Your answer should consist of each line below that includes the word "tree".

Content starts

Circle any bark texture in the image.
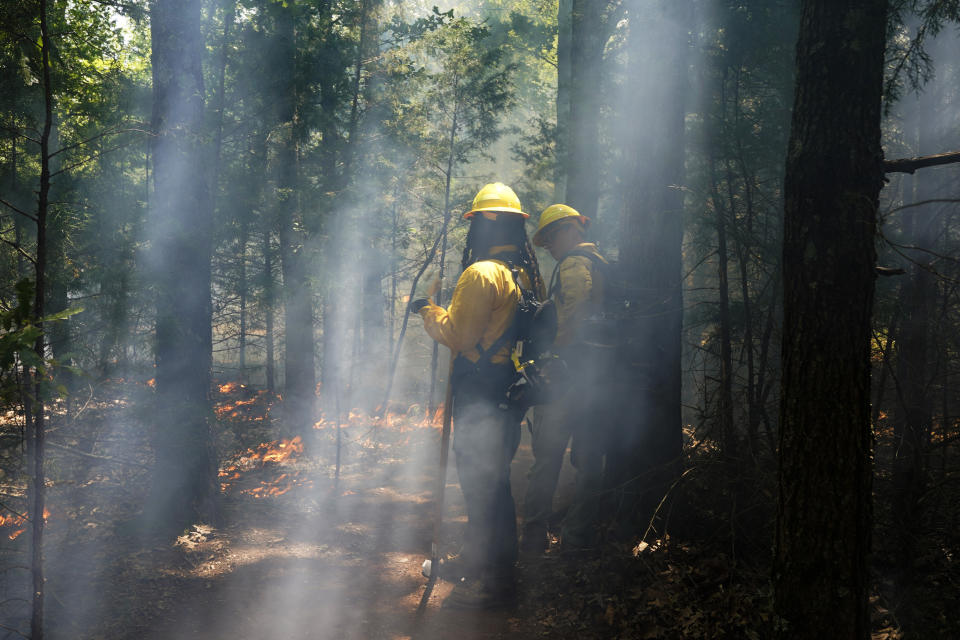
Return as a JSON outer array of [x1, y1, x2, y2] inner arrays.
[[773, 1, 887, 637], [148, 0, 216, 533]]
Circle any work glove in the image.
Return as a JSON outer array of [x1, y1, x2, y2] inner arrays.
[[415, 275, 441, 300], [409, 298, 430, 314], [410, 276, 442, 314]]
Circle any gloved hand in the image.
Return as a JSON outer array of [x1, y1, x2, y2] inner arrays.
[[410, 276, 442, 315], [416, 275, 441, 300], [409, 298, 430, 314]]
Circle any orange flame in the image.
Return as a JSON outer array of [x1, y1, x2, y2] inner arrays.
[[146, 378, 156, 388], [219, 436, 306, 496], [1, 508, 50, 540]]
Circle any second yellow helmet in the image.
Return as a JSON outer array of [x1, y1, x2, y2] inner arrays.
[[533, 203, 590, 246]]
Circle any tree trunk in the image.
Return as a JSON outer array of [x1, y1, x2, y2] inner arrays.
[[274, 2, 316, 436], [890, 119, 938, 598], [715, 164, 736, 457], [555, 0, 573, 202], [238, 220, 248, 381], [262, 228, 276, 394], [147, 0, 216, 535], [612, 0, 691, 521], [428, 104, 458, 416], [773, 1, 887, 637], [31, 1, 54, 634], [45, 113, 72, 377], [565, 0, 605, 221]]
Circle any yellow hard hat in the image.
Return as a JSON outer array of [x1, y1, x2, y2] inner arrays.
[[464, 182, 528, 218], [532, 203, 589, 246]]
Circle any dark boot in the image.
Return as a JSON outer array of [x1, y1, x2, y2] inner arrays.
[[519, 522, 548, 555], [436, 551, 481, 582]]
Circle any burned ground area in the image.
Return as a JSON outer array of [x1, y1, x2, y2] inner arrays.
[[4, 378, 949, 639]]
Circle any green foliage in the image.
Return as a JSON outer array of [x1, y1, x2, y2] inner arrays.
[[0, 279, 82, 407], [886, 0, 960, 102]]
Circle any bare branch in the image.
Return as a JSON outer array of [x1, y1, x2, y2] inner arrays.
[[884, 150, 960, 174], [0, 237, 38, 266], [49, 139, 143, 179], [0, 126, 40, 145], [49, 126, 153, 159], [0, 199, 38, 223]]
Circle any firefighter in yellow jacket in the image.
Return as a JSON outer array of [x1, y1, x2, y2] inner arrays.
[[411, 182, 544, 609], [521, 203, 608, 553]]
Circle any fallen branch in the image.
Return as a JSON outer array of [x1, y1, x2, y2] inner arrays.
[[884, 150, 960, 174], [46, 441, 150, 469]]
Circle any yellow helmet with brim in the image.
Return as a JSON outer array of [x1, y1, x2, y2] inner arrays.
[[532, 203, 590, 246], [464, 182, 529, 219]]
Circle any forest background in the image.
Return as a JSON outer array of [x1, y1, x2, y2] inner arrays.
[[1, 0, 959, 638]]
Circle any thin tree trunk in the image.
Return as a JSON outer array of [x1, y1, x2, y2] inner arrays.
[[262, 229, 276, 394], [428, 103, 458, 416], [238, 222, 248, 381], [275, 3, 316, 436], [891, 121, 936, 590], [555, 0, 572, 202], [731, 67, 760, 453], [871, 307, 900, 429], [31, 1, 54, 634], [377, 227, 445, 416], [340, 0, 369, 181], [212, 0, 235, 192], [757, 265, 779, 457], [716, 167, 736, 457], [389, 200, 398, 356]]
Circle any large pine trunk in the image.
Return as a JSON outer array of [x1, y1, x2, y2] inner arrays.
[[773, 1, 887, 637], [612, 0, 691, 522], [147, 0, 216, 534]]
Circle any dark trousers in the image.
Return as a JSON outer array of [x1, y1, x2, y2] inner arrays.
[[451, 359, 522, 582]]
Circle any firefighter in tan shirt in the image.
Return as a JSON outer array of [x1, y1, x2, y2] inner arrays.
[[412, 182, 544, 609], [521, 204, 608, 553]]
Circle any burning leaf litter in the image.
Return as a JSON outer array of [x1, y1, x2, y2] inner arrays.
[[0, 507, 51, 540], [218, 436, 311, 497]]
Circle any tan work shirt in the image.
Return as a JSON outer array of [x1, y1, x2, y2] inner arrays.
[[551, 243, 606, 347]]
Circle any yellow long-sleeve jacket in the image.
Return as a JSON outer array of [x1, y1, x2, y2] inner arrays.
[[418, 246, 534, 364], [550, 242, 606, 347]]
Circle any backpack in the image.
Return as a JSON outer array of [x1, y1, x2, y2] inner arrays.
[[551, 247, 641, 354], [452, 258, 557, 412], [485, 259, 557, 412]]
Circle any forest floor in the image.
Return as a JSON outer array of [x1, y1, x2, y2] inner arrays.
[[0, 379, 945, 639]]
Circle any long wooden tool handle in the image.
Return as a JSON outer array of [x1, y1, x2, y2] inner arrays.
[[416, 353, 456, 616]]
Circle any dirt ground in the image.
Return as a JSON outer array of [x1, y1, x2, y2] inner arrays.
[[22, 381, 583, 640]]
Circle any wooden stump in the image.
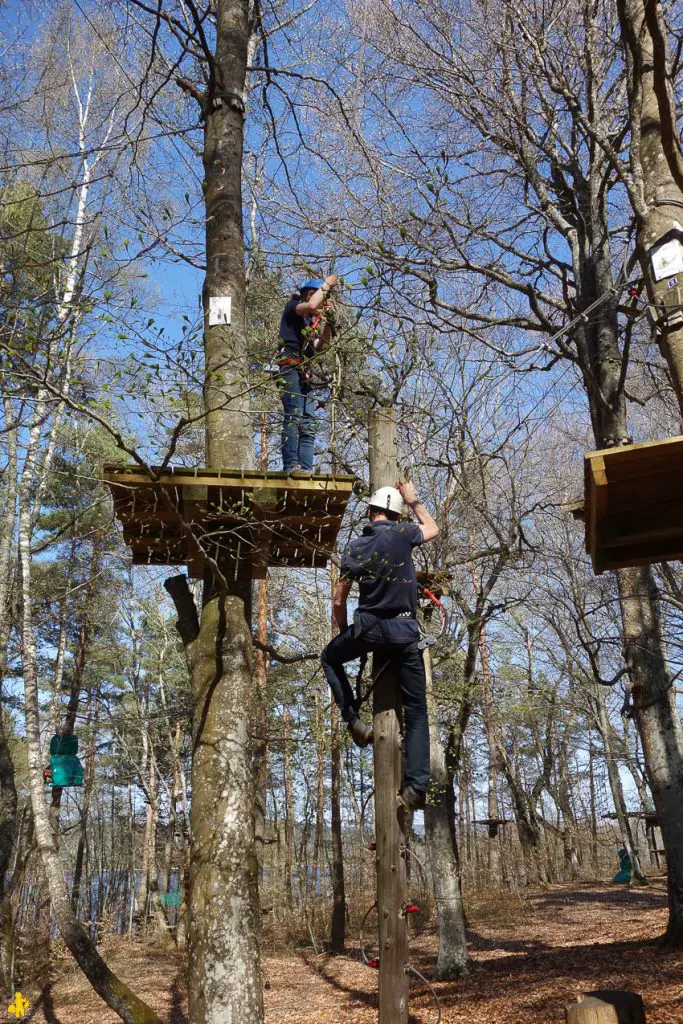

Content ends

WRITTEN REPLY:
Circle any tree trunk in the image.
Circle any thin tree trunk in the image.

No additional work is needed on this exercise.